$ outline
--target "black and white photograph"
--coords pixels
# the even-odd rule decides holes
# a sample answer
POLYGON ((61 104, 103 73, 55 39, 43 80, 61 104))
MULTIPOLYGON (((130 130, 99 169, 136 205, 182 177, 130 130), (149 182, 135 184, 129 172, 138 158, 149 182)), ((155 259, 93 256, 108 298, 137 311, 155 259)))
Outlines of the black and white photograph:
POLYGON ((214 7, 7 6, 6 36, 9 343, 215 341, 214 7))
* * * * *
**REQUEST:** Give every line of the listing above as a numbered list, one line per item, with blank lines left out.

**RESULT BELOW:**
1. $ outline
2. --target "black and white photograph"
3. --coords pixels
4. # the even-odd rule decides holes
5. # a sample answer
6. POLYGON ((61 104, 103 73, 55 39, 43 80, 61 104))
7. MULTIPOLYGON (((130 130, 99 169, 136 205, 182 177, 130 130), (149 182, 135 184, 129 172, 138 158, 149 182)), ((155 259, 93 256, 108 298, 137 311, 155 259)))
8. Outlines of the black and white photograph:
9. POLYGON ((214 7, 7 6, 6 36, 9 343, 215 341, 214 7))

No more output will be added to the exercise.